[Problem statement]: Can you write out all of the records below word for word, without changing anything?

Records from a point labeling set
----------
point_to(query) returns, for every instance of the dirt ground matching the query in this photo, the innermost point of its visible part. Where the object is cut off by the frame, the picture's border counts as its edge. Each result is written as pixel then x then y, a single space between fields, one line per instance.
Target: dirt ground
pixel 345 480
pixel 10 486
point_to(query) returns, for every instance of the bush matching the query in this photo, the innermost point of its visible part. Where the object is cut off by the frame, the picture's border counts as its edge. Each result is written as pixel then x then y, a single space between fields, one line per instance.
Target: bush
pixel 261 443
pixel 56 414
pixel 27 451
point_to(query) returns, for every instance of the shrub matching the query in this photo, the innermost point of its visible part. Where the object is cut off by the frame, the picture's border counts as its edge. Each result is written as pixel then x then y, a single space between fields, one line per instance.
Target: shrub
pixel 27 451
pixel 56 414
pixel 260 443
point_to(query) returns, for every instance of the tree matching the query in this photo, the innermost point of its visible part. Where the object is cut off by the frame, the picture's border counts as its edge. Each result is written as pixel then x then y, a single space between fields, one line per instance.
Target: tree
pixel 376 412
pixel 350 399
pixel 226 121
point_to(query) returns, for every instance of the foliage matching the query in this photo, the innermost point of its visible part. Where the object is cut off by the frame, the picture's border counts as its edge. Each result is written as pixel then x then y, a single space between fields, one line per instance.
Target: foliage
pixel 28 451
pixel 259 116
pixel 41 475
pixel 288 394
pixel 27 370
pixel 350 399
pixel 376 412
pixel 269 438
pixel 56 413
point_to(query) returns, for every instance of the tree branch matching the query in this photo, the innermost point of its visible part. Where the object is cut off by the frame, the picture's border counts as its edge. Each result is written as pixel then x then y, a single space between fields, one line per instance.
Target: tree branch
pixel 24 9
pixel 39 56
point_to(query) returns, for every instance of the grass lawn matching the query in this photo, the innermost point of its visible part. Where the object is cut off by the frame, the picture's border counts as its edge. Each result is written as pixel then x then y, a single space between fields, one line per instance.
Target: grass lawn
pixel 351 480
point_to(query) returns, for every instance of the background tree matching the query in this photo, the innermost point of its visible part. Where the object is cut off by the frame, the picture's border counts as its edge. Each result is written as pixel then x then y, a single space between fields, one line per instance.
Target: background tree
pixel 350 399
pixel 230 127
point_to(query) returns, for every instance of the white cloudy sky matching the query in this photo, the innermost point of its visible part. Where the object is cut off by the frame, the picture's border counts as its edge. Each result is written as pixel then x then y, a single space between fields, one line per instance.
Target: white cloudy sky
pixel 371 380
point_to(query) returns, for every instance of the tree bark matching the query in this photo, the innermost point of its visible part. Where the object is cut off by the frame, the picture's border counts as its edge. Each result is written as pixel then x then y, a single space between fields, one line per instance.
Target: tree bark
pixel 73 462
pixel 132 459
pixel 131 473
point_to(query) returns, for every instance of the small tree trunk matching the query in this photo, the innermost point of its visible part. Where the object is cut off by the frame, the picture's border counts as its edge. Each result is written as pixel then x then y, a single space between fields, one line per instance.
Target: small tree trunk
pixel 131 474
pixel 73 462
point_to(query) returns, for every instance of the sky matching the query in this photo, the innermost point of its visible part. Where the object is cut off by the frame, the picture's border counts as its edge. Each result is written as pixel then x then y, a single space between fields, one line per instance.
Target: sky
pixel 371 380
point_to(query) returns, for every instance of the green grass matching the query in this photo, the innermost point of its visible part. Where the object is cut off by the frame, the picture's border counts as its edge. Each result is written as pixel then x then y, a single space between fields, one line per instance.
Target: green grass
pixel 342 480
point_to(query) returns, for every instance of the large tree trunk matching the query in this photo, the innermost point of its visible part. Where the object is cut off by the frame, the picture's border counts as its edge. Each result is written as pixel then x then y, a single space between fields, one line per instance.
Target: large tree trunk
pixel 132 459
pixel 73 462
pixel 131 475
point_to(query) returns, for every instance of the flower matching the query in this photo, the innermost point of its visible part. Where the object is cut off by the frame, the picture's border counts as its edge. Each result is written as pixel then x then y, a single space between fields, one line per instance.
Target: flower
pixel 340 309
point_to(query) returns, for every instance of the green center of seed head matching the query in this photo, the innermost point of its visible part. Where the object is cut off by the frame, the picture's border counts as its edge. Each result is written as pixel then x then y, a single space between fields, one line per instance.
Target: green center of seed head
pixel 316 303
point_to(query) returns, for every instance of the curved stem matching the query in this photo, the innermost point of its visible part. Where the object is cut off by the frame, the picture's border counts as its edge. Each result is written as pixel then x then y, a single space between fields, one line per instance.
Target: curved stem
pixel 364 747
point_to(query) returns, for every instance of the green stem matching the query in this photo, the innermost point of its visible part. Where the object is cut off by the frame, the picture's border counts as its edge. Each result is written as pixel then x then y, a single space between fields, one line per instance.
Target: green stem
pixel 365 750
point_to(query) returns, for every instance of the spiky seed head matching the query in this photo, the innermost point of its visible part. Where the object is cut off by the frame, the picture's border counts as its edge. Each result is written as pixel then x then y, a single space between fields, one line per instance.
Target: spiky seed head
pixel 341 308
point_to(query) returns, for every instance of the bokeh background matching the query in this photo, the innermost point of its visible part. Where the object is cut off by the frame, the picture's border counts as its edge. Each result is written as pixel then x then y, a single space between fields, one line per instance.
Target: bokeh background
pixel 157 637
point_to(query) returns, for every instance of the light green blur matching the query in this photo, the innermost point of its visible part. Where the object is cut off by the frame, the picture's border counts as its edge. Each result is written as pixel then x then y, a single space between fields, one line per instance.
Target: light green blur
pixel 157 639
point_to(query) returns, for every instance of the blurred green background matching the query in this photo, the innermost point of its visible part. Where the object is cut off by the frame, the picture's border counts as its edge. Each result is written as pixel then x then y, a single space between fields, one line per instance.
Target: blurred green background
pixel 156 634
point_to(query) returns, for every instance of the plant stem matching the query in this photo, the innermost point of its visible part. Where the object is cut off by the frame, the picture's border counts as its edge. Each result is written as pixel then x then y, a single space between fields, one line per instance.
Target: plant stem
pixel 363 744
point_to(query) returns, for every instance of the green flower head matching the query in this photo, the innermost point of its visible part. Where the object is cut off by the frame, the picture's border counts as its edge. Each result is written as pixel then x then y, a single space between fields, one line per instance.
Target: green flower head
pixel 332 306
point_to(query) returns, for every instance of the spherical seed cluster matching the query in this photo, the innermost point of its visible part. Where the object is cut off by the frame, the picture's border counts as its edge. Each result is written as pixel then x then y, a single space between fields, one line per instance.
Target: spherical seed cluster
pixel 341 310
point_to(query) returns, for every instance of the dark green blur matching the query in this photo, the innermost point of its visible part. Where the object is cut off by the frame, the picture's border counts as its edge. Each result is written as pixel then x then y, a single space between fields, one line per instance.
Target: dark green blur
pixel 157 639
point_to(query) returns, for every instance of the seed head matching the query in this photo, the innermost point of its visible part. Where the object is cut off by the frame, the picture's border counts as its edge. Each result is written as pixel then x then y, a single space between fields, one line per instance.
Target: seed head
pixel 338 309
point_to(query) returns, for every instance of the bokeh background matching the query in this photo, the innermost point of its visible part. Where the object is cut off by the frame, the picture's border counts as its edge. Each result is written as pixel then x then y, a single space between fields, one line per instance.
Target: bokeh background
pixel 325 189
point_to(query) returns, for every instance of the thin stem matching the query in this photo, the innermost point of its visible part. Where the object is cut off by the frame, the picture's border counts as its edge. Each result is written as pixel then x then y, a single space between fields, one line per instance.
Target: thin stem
----------
[Exercise result]:
point_to(query) returns, for every instance of the dirt ground matching the query in this photo, the innermost point of its visible part. Where the object is cut off by the frame, the picture's border counts as its edge. Each result is written as pixel then x then y, a single space between fields, one line per instance.
Target: dirt ground
pixel 345 480
pixel 10 486
point_to(query) returns, for every instance of the bush matching the query in this photo, the innermost point of its visible part. Where the object is cut off by the frame, the picture's border counts as its edge. Each result is written as pixel then x then y, a single space between fields, one line per instance.
Target: bush
pixel 261 443
pixel 56 414
pixel 27 451
point_to(query) returns, for every instance of the shrub matching the query in this photo, the innermost point of its visible part. Where the object is cut off by the frame, the picture's border counts as its edge. Each result is written as pixel then x then y, a single space between fields, one line per instance.
Target: shrub
pixel 27 451
pixel 56 414
pixel 260 443
point_to(query) returns, for every instance of the tree matching the query in this photo, the innermost point of its visible part. Where the object is cut off by the frame, the picture's border counts as its edge. Each result is written as pixel then x then y, a single space between fields, one line per instance.
Target: tree
pixel 376 412
pixel 350 399
pixel 226 121
point_to(query) returns, for every instance of the foliage matching the query in this photo, the innermost point of its visible part. Where the object is cut off by the frame, the picture's border counts as its edge. Each result is written as pixel then x then y, a single space between fields, one line per instance.
Target: foliage
pixel 28 451
pixel 259 116
pixel 41 475
pixel 288 394
pixel 27 370
pixel 350 399
pixel 376 412
pixel 269 438
pixel 56 413
point_to(query) returns, for every instance of the tree branch matching the query in this photo, the innermost point of its visible part. Where the object is cut off by the frame, the picture's border counts as its edge. Each result is written as pixel then x then y, a single space between fields, one line per instance.
Target: tree branch
pixel 24 9
pixel 39 56
point_to(query) returns, for every instance of the grass lawn matching the query in this photo, the innermost point of its visible part. Where the object is cut off by the frame, the picture's border counts as its edge. Each result is written as pixel then x then y, a single space between fields, one line per instance.
Target: grass lawn
pixel 351 480
point_to(query) returns, for every instance of the background tree matching the query in this photo, the innermost point of its visible part. Where the object is cut off by the frame, the picture's border counts as its edge. Each result is written as pixel then x then y, a single space between fields, one line per instance.
Target: background tree
pixel 350 399
pixel 230 127
point_to(query) returns, for every instance of the white cloudy sky matching the query in this photo, the innermost point of its visible part. Where the object is cut off by the frame, the picture's border counts as its edge. Each result is written as pixel then x then y, a single space between fields, one line per instance.
Target: white cloudy sky
pixel 371 380
point_to(query) returns, for every instance of the tree bark matching the query in this photo, the innermost point of its visible part. Where the object is cut off by the frame, the picture's border counts as its edge. Each result is written as pixel then x then y, a single space between fields, one line per instance.
Target: tree bark
pixel 73 462
pixel 132 459
pixel 131 473
point_to(query) returns, for every instance of the small tree trunk matching the query in this photo, the innermost point of its visible part. Where the object is cut off by the frame, the picture's border counts as its edge. Each result is written as pixel then x then y, a single space between fields, one line per instance.
Target: small tree trunk
pixel 131 474
pixel 73 462
point_to(query) returns, for every instance of the sky matching the query in this photo, the innermost point of its visible part. Where the object is cut off by the frame, the picture's border counts as its edge. Each result is written as pixel then x then y, a single space between fields, one line per instance.
Target: sky
pixel 371 380
point_to(query) returns, for every instance of the green grass matching the query in this photo, the innermost point of its visible part. Where the object is cut off by the frame, the picture's border counts as its edge. Each result is written as pixel then x then y, a single space between fields, one line per instance.
Target: green grass
pixel 342 480
point_to(query) returns, for every instance of the large tree trunk matching the query in this photo, the innermost point of its visible part. Where the object is cut off by the frame, the picture's border counts as its edge. Each result is written as pixel then x then y, a single space between fields, one line per instance.
Target: large tree trunk
pixel 132 459
pixel 73 462
pixel 131 475
point_to(query) returns, for every instance of the flower matching the query in this photo, the innermost point of its visible part. Where the object is cut off by the frame, the picture's border counts as its edge. Each result is written as pixel then x then y, a single space between fields, one line per instance.
Target: flower
pixel 340 309
point_to(query) returns, for every instance of the green center of seed head matching the query in this photo, the innermost point of its visible part. Where the object is cut off by the frame, the picture's border counts as its edge. Each result is written as pixel then x then y, a single space between fields, one line per instance.
Target: green center of seed head
pixel 316 303
point_to(query) returns, for every instance of the curved stem matching the query in this photo, the innermost point of its visible part. Where the object is cut off by the frame, the picture's border counts as its edge. Each result is written as pixel then x then y, a single space between fields, one line per instance.
Target: curved stem
pixel 364 747
point_to(query) returns, for every instance of the green stem matching the query in this photo, the innermost point of its visible part. Where the object is cut off by the frame, the picture's border counts as its edge. Each result is written as pixel then x then y, a single space between fields, one line per instance.
Target: green stem
pixel 365 750
point_to(query) returns, for every instance of the spiky seed head matching the query in this photo, the innermost point of its visible part. Where the object is cut off by the frame, the picture's border counts as its edge. Each result is written as pixel then x then y, a single space between fields, one line per instance.
Target: spiky seed head
pixel 341 308
point_to(query) returns, for every instance of the bokeh background matching the query in this photo, the innermost point of its visible part. Where the object is cut off by the frame, the picture's border counts as its edge. Each result is written as pixel then x then y, a single space between fields, one line per instance.
Target: bokeh background
pixel 157 637
point_to(query) returns, for every instance of the light green blur matching the query in this photo, the innermost point of its visible part. Where the object is cut off by the frame, the picture's border counts as its edge. Each result is written as pixel then x then y, a single space between fields, one line per instance.
Target: light green blur
pixel 157 639
point_to(query) returns, for every instance of the blurred green background matching the query in this photo, the innermost point of its visible part. Where the object is cut off by the frame, the picture's border counts as its edge. Each result is written as pixel then x then y, a single space between fields, one line per instance.
Target: blurred green background
pixel 156 634
point_to(query) returns, for every instance of the plant stem matching the query in this photo, the innermost point of its visible part. Where the object is cut off by the frame, the picture's border counts as its edge. Each result is written as pixel then x then y, a single space between fields, one line per instance.
Target: plant stem
pixel 363 744
point_to(query) returns, for every instance of the green flower head matching the query in this photo, the innermost point of its visible part. Where the object is cut off by the frame, the picture's border counts as its edge. Each result is written as pixel then x then y, a single space between fields, one line per instance.
Target: green flower head
pixel 332 306
point_to(query) returns, for every instance of the spherical seed cluster matching the query in this photo, the innermost point of its visible part. Where the object is cut off by the frame, the picture's border counts as its edge. Each result is written as pixel then x then y, a single space between fields, one line per instance.
Target: spherical seed cluster
pixel 341 310
point_to(query) returns, for every instance of the dark green blur matching the query in this photo, the innermost point of its visible part. Where the object is cut off by the frame, the picture's border counts as its edge. Each result is written as pixel then x then y, a single space between fields, one line per instance.
Target: dark green blur
pixel 157 639
point_to(query) returns, for every instance of the seed head matching the query in this photo, the innermost point of its visible part. Where the object is cut off by the frame, the picture's border counts as its edge. Each result is written as pixel then x then y, a single space between fields, one line per instance.
Target: seed head
pixel 338 309
point_to(query) returns, for every instance of the bokeh background matching the query in this photo, the innermost point of its visible part. Where the object is cut off by the frame, the picture's border counts as its edge. Each result is written as pixel then x then y, a single space between fields, one line per instance.
Target: bokeh background
pixel 325 189
point_to(query) returns, for every instance of the thin stem matching the query in this photo, the innermost point of its visible part. Where the object is cut off by the frame, the picture's border counts as its edge. Each result is written as pixel then x then y, a single space between fields, one line per instance.
Target: thin stem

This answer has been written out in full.